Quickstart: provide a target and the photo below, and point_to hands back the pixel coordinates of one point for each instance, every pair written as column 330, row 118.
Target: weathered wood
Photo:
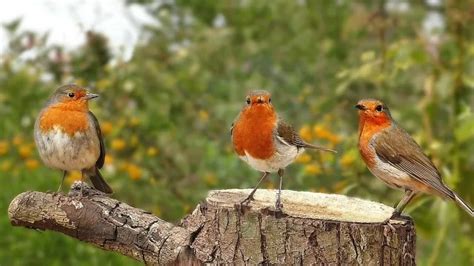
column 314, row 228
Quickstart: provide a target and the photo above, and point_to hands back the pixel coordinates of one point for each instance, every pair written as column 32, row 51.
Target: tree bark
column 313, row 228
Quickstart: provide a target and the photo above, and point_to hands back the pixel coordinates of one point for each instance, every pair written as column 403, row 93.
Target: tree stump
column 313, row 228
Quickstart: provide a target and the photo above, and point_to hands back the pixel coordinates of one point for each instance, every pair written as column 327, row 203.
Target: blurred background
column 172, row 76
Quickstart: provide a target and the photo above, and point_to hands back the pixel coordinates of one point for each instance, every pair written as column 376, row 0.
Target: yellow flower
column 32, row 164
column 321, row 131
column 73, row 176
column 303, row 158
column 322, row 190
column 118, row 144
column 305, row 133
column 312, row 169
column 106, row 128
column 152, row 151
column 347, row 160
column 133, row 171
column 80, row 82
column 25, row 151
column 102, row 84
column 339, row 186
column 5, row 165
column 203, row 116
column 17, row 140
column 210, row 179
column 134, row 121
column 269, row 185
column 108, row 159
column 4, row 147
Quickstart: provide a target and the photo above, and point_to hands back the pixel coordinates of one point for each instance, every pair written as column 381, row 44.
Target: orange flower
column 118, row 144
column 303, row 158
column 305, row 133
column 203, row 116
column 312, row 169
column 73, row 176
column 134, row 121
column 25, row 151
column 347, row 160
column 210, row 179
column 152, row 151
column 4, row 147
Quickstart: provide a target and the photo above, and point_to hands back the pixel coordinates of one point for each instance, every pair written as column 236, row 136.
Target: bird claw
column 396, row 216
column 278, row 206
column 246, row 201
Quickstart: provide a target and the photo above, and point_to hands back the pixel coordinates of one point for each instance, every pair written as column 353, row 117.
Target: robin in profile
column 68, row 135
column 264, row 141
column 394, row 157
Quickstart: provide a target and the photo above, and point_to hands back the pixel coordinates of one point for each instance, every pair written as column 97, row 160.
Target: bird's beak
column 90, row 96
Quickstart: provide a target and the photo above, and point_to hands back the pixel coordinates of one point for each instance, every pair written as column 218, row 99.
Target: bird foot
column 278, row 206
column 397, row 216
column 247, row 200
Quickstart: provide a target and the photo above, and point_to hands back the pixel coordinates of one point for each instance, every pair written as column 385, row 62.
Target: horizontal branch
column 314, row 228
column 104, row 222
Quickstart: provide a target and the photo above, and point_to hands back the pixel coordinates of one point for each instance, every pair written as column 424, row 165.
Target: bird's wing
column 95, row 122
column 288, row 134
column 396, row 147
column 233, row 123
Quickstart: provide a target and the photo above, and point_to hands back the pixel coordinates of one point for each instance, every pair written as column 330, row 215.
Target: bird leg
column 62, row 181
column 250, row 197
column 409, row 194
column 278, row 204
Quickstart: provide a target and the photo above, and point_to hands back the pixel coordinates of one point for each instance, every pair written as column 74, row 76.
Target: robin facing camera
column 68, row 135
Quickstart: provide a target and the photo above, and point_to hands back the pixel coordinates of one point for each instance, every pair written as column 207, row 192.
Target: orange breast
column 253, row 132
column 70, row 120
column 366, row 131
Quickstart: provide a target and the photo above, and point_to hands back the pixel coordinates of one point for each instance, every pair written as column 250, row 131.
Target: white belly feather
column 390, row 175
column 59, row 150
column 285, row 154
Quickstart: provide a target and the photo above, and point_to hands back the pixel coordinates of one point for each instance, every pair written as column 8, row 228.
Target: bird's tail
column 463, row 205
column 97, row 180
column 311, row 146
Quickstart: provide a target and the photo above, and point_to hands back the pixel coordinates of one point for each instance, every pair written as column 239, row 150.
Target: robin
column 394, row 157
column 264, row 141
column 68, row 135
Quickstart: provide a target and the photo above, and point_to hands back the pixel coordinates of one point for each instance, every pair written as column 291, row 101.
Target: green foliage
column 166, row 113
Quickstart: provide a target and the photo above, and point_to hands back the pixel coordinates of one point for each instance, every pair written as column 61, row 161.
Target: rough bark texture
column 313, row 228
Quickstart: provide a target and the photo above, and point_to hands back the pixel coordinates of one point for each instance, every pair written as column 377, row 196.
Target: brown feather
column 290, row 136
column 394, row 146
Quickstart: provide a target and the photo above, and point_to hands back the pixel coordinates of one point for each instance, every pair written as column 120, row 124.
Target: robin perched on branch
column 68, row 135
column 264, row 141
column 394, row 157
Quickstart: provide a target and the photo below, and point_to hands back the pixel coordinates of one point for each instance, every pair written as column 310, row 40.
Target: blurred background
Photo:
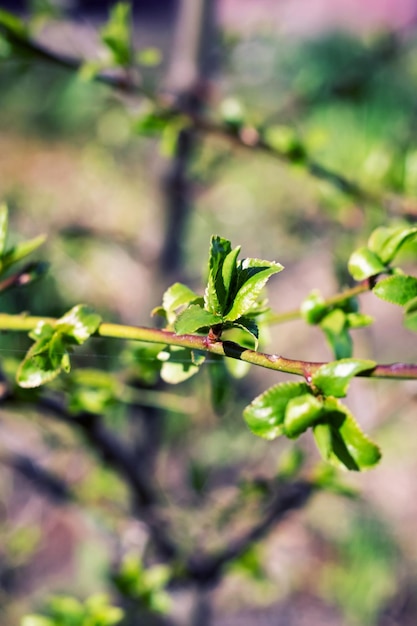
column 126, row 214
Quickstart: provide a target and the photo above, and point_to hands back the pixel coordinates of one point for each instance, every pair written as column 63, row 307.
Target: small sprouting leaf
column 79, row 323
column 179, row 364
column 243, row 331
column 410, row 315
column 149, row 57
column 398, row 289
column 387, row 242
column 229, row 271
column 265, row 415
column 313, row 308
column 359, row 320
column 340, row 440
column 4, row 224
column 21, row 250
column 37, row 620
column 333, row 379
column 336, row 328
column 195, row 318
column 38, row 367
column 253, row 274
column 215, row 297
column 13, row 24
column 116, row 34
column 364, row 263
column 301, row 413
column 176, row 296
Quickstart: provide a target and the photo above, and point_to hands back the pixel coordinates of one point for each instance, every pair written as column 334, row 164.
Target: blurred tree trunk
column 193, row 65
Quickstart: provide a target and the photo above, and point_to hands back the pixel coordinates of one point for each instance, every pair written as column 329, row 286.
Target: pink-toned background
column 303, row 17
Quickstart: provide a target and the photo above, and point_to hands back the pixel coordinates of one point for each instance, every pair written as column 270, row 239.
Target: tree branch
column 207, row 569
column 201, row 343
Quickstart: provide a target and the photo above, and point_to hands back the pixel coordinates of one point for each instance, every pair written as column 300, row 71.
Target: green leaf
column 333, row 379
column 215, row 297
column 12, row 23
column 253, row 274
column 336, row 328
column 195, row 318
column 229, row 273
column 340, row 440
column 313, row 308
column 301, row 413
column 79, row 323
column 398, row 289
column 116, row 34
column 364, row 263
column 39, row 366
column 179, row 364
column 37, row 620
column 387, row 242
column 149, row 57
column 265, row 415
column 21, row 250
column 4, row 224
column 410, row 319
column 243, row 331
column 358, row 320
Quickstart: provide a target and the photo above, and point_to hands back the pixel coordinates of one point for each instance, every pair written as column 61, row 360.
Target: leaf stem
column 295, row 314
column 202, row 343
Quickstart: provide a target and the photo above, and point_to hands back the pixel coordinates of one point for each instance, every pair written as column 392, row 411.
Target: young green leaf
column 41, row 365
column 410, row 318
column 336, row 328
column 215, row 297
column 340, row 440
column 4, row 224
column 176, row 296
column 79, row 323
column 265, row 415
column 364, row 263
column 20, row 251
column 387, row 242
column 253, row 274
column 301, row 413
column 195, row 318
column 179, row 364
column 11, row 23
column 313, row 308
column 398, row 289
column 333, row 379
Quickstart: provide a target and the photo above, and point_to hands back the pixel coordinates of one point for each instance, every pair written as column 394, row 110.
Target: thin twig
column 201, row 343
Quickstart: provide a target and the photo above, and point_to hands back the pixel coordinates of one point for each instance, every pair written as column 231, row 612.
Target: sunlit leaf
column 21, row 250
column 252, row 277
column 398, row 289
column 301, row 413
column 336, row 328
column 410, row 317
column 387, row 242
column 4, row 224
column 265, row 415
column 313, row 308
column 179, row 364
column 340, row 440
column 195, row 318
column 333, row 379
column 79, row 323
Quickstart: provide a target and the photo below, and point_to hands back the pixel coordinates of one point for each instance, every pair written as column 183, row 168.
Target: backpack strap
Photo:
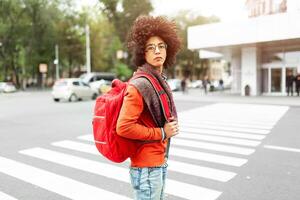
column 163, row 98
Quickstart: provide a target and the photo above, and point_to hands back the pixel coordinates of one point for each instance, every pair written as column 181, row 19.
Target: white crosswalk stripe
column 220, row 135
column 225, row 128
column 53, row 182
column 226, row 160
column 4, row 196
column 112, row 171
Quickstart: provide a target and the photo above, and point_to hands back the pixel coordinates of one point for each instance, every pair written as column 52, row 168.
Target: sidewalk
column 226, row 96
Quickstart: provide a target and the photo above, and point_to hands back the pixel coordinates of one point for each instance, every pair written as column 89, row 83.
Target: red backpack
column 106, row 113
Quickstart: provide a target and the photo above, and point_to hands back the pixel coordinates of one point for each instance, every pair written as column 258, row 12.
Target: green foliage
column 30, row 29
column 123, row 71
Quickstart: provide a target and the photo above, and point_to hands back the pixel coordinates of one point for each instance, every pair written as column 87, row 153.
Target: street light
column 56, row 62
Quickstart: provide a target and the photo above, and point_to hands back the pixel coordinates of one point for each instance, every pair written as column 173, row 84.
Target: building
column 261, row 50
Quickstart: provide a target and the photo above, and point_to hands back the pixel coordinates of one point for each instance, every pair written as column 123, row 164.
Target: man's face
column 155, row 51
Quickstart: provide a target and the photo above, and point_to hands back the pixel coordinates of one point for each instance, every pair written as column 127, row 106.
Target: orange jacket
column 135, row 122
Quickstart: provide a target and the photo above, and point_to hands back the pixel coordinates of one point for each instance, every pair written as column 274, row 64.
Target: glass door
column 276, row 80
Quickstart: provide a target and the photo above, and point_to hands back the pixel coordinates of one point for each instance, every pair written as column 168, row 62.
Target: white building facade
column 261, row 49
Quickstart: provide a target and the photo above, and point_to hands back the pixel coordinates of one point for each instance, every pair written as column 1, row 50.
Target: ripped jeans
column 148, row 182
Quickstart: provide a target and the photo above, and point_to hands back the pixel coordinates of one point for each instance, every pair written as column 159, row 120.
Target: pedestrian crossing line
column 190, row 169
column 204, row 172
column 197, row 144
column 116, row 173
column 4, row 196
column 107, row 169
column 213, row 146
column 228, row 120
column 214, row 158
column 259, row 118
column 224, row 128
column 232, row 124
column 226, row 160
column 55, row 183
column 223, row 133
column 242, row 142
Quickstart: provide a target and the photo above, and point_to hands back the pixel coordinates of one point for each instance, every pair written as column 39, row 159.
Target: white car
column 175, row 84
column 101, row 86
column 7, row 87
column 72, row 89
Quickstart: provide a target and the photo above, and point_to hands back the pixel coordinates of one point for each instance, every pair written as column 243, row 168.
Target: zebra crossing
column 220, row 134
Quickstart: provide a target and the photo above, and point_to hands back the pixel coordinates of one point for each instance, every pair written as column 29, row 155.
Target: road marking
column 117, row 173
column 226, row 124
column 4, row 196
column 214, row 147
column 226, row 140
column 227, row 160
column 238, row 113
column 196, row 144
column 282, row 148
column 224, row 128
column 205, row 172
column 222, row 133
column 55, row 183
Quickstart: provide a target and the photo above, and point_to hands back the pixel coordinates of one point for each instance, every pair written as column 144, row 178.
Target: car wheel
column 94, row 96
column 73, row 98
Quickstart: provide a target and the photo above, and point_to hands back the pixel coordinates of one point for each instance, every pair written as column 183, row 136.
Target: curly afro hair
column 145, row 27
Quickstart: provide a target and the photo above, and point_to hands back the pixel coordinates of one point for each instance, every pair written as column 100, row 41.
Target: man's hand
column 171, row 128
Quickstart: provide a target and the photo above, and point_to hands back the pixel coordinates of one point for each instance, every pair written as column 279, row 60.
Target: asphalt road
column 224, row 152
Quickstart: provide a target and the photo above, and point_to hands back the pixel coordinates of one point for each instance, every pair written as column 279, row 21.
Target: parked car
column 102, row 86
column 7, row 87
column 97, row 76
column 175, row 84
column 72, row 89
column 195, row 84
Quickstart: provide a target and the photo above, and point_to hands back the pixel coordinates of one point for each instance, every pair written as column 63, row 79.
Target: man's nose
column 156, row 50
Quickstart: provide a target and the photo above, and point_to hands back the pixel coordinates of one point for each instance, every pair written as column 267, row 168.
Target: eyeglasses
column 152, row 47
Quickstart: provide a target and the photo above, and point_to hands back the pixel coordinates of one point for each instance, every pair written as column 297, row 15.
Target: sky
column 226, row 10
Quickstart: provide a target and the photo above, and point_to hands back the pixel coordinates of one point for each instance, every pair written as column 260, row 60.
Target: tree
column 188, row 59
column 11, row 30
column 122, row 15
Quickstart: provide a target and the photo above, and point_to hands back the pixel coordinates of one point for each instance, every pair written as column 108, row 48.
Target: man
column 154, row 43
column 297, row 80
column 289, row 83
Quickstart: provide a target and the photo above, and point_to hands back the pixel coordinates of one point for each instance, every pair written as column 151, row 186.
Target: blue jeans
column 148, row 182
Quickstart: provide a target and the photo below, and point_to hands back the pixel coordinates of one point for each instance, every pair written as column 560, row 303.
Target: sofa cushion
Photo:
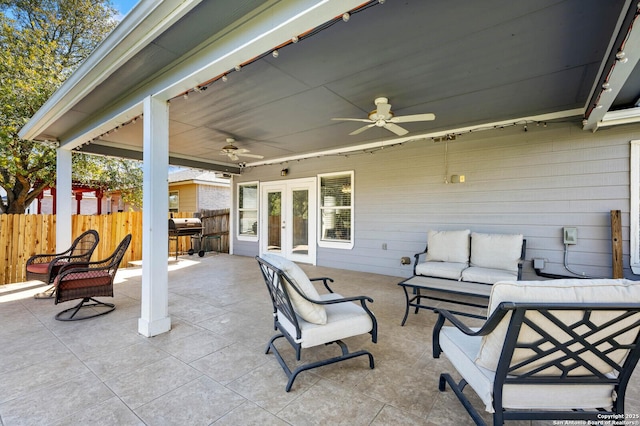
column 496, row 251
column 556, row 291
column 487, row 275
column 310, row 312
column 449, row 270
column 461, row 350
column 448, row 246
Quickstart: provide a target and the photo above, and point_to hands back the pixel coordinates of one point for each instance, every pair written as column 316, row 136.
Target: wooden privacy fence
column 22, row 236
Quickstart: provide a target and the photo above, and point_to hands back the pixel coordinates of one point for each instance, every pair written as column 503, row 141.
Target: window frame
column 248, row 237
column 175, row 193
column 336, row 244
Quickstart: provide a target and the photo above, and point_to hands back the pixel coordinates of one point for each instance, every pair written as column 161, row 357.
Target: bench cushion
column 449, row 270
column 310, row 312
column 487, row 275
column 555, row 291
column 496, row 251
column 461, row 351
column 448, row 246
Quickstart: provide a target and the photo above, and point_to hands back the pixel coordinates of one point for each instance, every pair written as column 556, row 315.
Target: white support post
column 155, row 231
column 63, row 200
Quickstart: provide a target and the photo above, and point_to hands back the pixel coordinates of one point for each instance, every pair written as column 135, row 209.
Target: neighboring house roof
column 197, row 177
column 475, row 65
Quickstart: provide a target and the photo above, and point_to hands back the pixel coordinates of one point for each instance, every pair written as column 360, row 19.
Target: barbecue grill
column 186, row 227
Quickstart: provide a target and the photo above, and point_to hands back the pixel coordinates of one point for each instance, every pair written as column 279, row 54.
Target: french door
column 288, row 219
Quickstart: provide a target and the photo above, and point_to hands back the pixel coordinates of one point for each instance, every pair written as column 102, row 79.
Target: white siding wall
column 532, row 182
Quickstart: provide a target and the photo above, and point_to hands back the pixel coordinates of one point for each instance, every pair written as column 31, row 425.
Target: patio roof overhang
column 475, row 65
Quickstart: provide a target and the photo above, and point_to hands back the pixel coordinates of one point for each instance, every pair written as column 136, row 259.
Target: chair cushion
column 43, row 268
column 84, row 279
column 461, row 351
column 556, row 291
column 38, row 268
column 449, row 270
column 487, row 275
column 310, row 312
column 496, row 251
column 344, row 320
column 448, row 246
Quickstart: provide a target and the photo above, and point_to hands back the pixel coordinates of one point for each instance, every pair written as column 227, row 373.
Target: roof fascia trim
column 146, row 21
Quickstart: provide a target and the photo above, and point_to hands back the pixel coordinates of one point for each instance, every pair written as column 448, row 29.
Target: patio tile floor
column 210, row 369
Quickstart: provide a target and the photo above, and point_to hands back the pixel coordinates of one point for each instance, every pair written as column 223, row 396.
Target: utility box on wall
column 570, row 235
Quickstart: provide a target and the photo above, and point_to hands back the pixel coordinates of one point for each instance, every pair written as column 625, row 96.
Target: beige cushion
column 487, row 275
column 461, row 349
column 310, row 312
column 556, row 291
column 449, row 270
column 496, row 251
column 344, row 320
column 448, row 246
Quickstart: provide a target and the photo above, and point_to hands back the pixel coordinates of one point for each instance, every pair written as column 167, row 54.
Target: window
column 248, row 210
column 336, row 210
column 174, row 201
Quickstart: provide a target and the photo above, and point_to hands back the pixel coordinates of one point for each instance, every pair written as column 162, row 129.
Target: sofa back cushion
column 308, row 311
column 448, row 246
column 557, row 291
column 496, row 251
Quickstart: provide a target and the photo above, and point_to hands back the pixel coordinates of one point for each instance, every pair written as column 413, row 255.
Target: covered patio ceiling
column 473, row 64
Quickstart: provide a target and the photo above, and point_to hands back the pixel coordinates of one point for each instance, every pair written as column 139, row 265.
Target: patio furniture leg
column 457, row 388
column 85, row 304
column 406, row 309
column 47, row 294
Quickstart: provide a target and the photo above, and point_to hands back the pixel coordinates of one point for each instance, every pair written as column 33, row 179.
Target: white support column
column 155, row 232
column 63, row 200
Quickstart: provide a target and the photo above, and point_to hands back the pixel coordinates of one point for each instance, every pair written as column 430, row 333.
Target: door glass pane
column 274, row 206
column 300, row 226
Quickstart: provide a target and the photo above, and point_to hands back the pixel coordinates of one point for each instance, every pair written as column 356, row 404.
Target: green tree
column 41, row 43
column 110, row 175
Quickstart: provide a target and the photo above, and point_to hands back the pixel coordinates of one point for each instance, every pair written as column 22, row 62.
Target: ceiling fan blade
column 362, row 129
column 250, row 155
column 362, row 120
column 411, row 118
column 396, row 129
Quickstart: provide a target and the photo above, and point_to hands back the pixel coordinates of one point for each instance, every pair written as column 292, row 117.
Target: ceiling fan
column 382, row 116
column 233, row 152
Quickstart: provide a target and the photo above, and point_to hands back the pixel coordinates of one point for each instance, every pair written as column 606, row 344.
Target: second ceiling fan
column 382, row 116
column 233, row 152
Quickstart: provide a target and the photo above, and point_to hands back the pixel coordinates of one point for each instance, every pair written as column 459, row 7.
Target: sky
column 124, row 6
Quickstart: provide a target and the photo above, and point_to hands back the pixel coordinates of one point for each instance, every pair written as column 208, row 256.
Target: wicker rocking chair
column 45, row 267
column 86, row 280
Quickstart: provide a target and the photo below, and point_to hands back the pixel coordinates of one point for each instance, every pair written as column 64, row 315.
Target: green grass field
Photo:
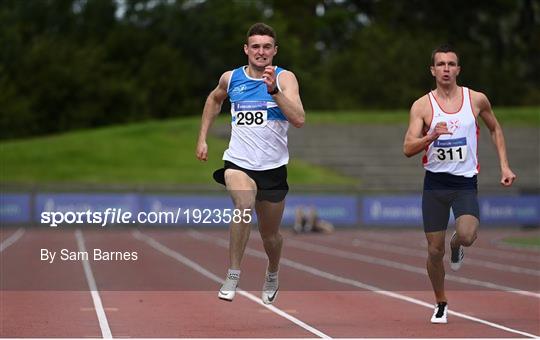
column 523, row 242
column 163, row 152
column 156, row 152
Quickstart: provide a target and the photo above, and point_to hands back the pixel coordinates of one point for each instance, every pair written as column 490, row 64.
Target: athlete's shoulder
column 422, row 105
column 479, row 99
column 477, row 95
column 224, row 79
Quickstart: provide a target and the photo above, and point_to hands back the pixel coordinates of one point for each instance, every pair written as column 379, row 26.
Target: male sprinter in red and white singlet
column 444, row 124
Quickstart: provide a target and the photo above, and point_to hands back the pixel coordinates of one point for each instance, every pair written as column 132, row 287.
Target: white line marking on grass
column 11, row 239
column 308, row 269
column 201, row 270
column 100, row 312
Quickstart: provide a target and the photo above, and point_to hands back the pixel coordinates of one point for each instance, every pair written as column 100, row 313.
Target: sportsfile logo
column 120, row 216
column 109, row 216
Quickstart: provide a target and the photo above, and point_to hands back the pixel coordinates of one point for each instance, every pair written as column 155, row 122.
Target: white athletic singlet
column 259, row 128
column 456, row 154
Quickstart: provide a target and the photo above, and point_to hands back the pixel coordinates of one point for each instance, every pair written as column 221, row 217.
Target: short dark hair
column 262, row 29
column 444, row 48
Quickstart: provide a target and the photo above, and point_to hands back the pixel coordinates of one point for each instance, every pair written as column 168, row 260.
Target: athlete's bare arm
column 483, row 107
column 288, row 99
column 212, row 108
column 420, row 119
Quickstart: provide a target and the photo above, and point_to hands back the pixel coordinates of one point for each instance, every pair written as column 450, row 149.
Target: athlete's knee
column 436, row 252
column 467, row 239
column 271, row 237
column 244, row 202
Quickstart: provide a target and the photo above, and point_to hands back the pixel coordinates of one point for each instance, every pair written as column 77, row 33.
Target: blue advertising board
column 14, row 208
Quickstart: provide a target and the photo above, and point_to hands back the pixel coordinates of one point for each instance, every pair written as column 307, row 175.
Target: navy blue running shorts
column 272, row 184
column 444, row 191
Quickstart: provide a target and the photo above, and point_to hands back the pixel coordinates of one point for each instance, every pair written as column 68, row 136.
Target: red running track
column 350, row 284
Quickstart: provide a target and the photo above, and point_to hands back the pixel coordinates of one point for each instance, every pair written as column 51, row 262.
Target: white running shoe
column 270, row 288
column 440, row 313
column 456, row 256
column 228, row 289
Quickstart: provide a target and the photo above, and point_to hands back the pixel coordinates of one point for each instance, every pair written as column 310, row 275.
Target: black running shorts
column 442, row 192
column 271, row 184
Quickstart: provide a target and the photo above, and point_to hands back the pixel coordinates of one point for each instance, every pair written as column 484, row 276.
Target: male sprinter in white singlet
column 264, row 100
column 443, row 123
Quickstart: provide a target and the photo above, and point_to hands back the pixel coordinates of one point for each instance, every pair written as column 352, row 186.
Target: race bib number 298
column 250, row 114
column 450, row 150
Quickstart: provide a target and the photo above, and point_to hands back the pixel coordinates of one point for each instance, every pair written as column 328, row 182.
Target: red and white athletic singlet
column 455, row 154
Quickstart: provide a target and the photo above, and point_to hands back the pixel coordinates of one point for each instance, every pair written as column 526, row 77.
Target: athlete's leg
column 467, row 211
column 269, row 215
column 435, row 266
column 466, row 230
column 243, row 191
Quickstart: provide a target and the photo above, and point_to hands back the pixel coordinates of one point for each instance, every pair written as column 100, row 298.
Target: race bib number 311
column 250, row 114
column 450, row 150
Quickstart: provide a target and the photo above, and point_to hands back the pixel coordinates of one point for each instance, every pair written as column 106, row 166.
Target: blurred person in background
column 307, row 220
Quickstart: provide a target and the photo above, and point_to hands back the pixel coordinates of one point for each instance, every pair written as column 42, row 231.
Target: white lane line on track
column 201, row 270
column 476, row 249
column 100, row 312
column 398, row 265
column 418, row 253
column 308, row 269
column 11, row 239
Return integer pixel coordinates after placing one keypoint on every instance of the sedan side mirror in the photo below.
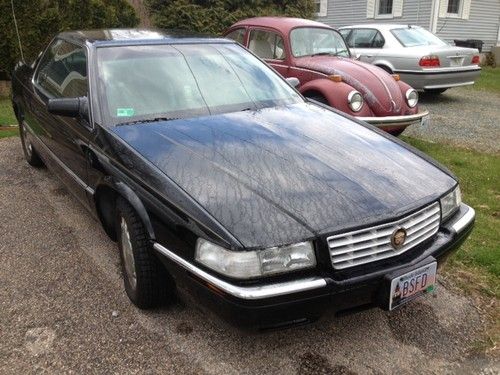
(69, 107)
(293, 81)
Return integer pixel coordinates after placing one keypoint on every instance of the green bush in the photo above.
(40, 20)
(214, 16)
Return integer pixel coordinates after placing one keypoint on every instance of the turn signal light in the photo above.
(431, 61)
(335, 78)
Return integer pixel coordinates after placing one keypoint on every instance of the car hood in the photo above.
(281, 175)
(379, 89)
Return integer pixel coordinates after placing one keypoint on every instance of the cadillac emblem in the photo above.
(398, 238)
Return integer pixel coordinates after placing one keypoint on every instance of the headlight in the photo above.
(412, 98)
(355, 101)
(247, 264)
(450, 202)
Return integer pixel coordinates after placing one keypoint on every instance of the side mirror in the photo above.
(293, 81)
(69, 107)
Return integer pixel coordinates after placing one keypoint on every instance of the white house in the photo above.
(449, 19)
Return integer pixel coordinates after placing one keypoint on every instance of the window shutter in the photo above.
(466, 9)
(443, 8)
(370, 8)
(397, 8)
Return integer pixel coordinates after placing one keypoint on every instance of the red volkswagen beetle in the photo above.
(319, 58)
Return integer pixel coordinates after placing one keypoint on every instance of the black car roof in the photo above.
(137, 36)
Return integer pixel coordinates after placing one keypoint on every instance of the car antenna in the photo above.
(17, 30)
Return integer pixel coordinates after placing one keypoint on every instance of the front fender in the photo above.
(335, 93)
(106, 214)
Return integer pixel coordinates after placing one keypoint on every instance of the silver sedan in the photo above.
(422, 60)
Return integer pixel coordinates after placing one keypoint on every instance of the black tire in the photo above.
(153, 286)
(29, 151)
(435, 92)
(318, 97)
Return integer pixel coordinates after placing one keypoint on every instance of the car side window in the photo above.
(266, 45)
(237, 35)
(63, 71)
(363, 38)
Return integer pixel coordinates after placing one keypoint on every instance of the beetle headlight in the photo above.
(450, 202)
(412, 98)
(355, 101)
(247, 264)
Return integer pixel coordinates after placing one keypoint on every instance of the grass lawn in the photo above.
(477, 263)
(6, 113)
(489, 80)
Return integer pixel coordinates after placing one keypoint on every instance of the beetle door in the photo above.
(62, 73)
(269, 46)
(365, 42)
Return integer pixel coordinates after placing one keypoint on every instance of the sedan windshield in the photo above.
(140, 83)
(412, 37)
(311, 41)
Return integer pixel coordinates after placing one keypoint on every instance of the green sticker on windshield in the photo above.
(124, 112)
····················
Aim of the task:
The expected answer is an exact copy of the lines above, beginning at the line with "448, row 29." and ending at the line with "625, row 96.", with both ends in.

Task solution:
Quickstart: provide a target and the photo above, and point_to hands back the pixel coordinates of one point for each instance, every pair written as column 448, row 29.
Target: patio tile floor
column 210, row 369
Quickstart: provide a target and the photo above, and point_to hands back the pixel coordinates of one point for each instance, every pair written as column 223, row 396.
Target: utility box on wall
column 570, row 235
Quickstart: provide a target and the photo above, and point_to hands back the pixel coordinates of one point for each instance, every pair written as column 625, row 96.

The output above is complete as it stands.